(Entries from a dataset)
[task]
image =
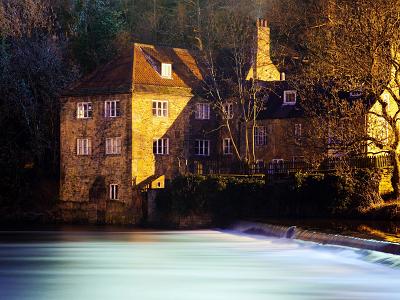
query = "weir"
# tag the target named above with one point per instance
(294, 232)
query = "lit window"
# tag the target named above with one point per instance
(161, 146)
(228, 111)
(113, 145)
(202, 111)
(386, 99)
(297, 130)
(111, 109)
(84, 110)
(202, 147)
(114, 191)
(277, 166)
(260, 136)
(160, 108)
(356, 94)
(166, 70)
(227, 146)
(83, 146)
(289, 97)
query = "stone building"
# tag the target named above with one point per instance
(128, 126)
(139, 121)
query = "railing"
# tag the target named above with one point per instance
(280, 167)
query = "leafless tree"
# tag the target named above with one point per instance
(351, 78)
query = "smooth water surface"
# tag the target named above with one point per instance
(202, 265)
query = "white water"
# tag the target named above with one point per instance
(204, 265)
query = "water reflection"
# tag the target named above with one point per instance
(184, 265)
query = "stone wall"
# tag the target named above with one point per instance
(281, 141)
(385, 185)
(87, 179)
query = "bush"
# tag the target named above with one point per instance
(305, 195)
(222, 197)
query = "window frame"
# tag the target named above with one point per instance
(202, 111)
(200, 148)
(166, 67)
(160, 108)
(260, 134)
(114, 191)
(114, 144)
(285, 97)
(108, 110)
(81, 113)
(161, 146)
(83, 146)
(228, 110)
(298, 130)
(227, 145)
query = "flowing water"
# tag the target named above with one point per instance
(204, 265)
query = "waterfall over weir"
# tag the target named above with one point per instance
(294, 232)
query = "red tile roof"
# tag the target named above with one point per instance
(116, 76)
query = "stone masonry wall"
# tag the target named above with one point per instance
(147, 167)
(87, 178)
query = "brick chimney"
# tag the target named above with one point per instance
(263, 68)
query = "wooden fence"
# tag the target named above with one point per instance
(280, 167)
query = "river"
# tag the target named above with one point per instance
(81, 263)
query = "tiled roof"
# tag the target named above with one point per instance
(185, 67)
(274, 106)
(138, 64)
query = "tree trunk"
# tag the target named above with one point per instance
(396, 175)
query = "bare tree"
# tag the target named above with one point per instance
(351, 79)
(237, 98)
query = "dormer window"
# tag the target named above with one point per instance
(166, 70)
(356, 94)
(289, 97)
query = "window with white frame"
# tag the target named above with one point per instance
(297, 130)
(161, 146)
(202, 111)
(83, 146)
(227, 146)
(289, 97)
(84, 110)
(277, 165)
(386, 99)
(112, 109)
(160, 108)
(260, 136)
(113, 145)
(114, 191)
(202, 147)
(228, 110)
(166, 70)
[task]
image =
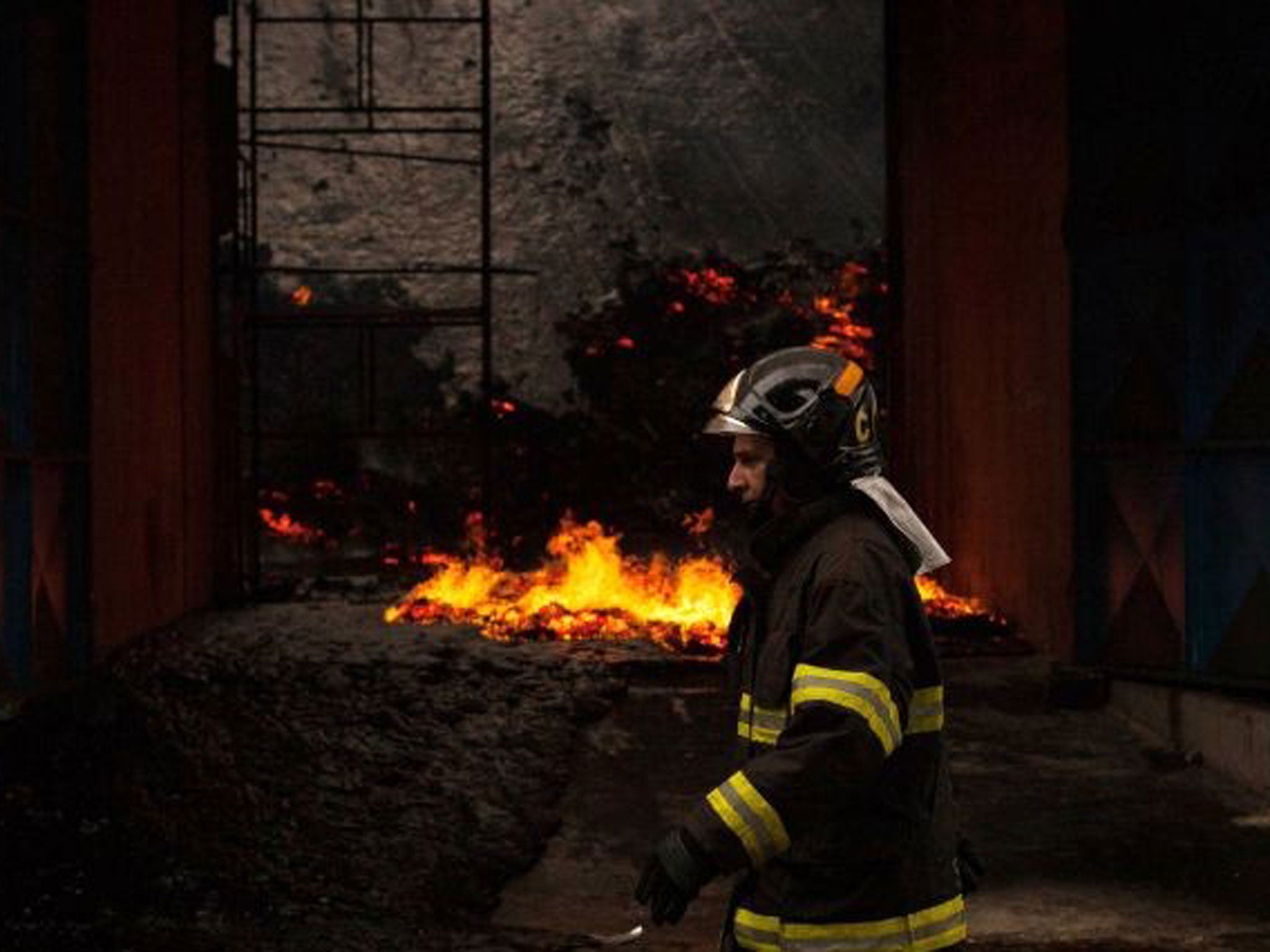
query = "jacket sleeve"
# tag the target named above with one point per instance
(848, 707)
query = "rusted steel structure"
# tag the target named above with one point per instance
(427, 134)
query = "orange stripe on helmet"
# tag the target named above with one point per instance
(849, 380)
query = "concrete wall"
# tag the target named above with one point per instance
(982, 418)
(673, 126)
(1232, 734)
(153, 519)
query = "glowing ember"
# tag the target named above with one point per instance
(699, 523)
(709, 284)
(282, 526)
(940, 604)
(588, 589)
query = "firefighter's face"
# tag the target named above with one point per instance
(751, 456)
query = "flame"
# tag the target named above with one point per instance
(941, 604)
(283, 526)
(587, 589)
(842, 333)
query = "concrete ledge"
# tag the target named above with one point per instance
(1232, 734)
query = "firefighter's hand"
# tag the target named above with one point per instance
(969, 866)
(673, 876)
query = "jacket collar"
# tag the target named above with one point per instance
(780, 536)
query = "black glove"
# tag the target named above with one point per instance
(969, 866)
(673, 876)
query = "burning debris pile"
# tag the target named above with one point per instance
(588, 589)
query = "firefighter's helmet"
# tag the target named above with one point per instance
(814, 402)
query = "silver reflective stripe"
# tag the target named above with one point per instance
(926, 711)
(768, 844)
(868, 695)
(904, 518)
(760, 724)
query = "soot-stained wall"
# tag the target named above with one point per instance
(677, 127)
(982, 418)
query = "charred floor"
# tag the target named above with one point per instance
(303, 776)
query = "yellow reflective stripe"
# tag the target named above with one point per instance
(856, 691)
(760, 724)
(926, 710)
(925, 931)
(761, 933)
(750, 816)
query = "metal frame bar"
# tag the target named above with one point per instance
(263, 133)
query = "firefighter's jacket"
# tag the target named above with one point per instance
(842, 810)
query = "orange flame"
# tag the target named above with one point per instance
(588, 589)
(843, 334)
(285, 527)
(941, 604)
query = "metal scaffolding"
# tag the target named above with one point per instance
(426, 135)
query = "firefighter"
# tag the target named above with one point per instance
(841, 815)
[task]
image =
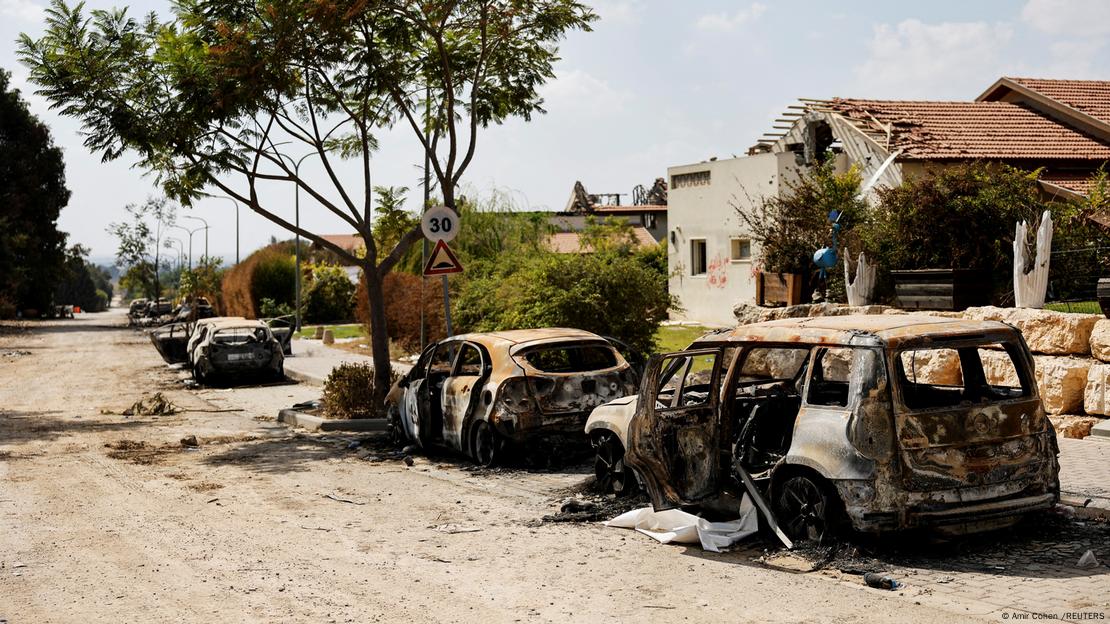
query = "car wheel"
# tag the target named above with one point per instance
(486, 445)
(805, 510)
(609, 470)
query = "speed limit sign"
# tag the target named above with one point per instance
(440, 223)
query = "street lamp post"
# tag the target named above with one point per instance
(190, 232)
(232, 200)
(296, 221)
(205, 230)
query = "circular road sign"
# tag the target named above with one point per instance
(440, 223)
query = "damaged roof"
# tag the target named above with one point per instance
(937, 130)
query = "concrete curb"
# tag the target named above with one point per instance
(294, 418)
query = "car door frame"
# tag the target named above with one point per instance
(657, 438)
(456, 434)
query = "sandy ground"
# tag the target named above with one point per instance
(106, 517)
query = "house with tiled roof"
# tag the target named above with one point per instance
(1061, 127)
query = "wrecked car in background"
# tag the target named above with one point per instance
(225, 348)
(477, 393)
(875, 423)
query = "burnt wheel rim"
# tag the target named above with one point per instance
(803, 510)
(608, 465)
(484, 445)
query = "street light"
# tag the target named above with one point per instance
(180, 249)
(205, 230)
(232, 200)
(296, 215)
(190, 232)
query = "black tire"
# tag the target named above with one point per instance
(486, 446)
(806, 510)
(611, 473)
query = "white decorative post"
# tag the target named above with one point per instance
(1029, 289)
(859, 291)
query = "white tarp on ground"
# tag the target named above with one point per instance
(680, 527)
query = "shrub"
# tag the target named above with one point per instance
(268, 273)
(961, 217)
(349, 392)
(402, 294)
(330, 297)
(606, 293)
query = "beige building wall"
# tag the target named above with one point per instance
(703, 200)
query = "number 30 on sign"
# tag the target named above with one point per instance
(440, 223)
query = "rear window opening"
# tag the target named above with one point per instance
(571, 359)
(962, 375)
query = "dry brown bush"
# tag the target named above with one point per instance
(402, 293)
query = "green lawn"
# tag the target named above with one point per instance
(353, 330)
(1079, 307)
(676, 338)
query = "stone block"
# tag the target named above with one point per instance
(1061, 382)
(1097, 393)
(1073, 426)
(1100, 340)
(1047, 331)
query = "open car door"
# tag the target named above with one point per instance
(673, 440)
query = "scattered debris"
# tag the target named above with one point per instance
(1088, 561)
(155, 405)
(334, 497)
(880, 581)
(453, 529)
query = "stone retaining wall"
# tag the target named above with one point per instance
(1071, 354)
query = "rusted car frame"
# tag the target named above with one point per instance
(849, 428)
(477, 393)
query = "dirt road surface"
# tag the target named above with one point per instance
(106, 517)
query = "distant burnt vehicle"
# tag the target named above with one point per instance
(478, 393)
(228, 349)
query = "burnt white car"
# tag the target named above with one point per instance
(234, 348)
(480, 392)
(875, 423)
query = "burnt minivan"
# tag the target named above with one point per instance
(877, 422)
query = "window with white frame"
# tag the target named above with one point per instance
(740, 250)
(697, 257)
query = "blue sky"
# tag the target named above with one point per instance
(656, 83)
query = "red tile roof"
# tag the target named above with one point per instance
(926, 130)
(1091, 97)
(571, 242)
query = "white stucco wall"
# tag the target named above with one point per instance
(708, 212)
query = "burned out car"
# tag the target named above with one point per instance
(478, 393)
(228, 348)
(876, 423)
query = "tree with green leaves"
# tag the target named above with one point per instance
(32, 194)
(140, 237)
(228, 93)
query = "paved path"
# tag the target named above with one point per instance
(312, 361)
(1085, 471)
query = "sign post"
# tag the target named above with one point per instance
(441, 224)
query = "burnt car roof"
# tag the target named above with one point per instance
(515, 338)
(887, 330)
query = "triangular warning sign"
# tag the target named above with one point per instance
(442, 261)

■ **WHAT IS ASKED**
Gather every line of the listing that contains the word "metal", copying each line in full.

■ **RESULT OF THE TASK**
query = "metal frame bar"
query = "metal scaffolding"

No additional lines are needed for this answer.